**Activity**
Count the lines in the listing below that contain the string "rough", and give only that number.

**Data provided**

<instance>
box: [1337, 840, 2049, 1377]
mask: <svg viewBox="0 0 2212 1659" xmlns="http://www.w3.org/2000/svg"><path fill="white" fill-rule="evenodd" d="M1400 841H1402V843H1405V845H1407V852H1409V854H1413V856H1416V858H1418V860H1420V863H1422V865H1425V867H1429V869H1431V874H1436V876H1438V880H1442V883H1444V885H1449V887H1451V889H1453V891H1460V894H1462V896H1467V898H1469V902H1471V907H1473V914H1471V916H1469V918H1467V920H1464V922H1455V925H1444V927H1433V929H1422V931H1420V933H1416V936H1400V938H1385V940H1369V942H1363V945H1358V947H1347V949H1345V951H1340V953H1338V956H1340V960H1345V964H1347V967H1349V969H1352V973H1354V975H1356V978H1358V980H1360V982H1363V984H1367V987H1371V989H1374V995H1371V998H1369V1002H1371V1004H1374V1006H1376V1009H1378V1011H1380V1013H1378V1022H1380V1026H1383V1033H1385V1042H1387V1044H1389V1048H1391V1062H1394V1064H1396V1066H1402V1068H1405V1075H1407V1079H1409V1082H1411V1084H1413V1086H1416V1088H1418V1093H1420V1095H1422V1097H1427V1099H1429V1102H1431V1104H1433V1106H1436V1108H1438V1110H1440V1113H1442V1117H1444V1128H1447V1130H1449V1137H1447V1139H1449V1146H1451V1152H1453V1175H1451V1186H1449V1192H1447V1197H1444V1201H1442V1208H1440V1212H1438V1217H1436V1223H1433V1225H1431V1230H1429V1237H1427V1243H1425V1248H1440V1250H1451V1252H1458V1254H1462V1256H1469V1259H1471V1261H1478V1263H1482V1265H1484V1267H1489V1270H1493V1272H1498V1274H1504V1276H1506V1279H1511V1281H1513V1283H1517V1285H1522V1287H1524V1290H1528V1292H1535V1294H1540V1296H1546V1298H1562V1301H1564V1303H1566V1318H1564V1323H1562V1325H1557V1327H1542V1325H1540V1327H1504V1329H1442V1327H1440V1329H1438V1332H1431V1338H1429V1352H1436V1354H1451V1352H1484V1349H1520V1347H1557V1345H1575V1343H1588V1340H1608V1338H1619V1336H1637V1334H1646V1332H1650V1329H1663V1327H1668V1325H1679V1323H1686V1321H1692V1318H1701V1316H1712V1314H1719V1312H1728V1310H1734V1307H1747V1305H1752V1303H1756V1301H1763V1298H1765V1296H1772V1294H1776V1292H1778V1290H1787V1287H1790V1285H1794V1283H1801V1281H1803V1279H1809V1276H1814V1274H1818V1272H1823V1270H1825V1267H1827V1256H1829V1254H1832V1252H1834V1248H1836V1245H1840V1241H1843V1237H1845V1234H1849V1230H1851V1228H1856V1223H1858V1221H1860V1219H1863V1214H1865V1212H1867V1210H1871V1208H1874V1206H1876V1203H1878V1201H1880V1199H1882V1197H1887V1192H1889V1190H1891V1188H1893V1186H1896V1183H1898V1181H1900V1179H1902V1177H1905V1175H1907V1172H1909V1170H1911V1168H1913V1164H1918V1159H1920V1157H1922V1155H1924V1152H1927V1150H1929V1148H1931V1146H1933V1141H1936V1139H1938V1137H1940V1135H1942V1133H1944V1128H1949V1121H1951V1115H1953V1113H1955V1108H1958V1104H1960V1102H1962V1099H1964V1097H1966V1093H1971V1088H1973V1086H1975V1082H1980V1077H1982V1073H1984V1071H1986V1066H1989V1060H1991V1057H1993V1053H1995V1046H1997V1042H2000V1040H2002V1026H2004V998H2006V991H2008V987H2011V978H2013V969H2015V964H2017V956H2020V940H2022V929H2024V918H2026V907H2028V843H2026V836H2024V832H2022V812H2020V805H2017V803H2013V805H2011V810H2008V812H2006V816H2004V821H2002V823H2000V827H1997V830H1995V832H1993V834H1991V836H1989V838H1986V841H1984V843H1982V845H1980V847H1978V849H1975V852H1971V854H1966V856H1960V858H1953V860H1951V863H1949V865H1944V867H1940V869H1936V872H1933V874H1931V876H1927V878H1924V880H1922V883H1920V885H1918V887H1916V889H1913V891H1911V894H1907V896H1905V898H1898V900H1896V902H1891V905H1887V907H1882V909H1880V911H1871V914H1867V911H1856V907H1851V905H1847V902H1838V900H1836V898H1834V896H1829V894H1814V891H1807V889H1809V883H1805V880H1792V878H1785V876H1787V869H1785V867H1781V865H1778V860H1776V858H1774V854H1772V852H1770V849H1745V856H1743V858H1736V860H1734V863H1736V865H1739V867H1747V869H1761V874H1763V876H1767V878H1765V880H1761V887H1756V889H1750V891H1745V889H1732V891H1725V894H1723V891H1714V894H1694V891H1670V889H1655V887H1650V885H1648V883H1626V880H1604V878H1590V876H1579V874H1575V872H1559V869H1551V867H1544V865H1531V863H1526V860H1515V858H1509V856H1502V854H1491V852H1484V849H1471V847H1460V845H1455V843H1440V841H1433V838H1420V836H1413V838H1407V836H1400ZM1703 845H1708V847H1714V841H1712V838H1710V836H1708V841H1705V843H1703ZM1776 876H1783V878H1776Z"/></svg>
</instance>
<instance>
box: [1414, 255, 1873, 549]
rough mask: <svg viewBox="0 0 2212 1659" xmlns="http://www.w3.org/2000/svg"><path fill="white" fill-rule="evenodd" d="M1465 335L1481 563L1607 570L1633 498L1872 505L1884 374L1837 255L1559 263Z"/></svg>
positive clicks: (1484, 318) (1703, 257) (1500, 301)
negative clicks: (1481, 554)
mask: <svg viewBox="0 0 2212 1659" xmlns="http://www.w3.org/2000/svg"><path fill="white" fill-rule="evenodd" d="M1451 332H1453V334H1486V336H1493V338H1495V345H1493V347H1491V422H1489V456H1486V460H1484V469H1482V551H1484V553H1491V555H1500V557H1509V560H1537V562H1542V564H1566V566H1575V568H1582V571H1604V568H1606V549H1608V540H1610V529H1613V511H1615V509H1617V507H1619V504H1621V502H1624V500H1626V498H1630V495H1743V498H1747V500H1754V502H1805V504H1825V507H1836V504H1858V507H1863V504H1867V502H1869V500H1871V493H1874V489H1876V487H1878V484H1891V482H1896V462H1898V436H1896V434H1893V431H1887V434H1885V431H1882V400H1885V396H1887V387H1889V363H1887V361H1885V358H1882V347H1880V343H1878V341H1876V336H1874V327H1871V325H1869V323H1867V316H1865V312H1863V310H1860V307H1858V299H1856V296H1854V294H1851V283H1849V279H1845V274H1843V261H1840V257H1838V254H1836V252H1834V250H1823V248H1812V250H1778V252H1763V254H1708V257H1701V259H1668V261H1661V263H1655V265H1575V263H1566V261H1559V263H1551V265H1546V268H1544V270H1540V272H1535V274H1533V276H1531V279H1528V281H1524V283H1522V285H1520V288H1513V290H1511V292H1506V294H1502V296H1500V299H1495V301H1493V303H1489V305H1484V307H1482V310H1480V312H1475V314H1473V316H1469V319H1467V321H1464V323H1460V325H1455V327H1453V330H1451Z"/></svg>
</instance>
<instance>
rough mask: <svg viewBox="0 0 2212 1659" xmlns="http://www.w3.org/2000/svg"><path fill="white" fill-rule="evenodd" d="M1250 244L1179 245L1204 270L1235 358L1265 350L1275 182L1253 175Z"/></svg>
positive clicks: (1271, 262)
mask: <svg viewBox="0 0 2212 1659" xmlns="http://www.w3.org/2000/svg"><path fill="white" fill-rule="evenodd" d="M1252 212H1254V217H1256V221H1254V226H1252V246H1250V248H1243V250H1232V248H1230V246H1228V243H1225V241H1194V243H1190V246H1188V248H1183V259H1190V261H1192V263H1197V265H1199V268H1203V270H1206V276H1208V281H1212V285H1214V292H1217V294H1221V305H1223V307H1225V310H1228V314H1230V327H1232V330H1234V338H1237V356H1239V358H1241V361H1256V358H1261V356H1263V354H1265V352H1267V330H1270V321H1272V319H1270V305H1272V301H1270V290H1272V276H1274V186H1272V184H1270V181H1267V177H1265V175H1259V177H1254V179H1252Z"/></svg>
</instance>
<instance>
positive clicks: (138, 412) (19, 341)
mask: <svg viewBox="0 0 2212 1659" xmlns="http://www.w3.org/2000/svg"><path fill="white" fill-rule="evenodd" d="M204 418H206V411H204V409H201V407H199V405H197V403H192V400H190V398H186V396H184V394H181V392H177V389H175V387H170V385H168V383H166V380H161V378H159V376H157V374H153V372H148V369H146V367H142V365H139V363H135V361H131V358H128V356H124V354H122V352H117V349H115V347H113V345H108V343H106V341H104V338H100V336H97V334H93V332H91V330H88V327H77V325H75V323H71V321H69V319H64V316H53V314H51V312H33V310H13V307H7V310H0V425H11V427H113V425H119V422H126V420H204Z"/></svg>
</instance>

**Problem solution**
2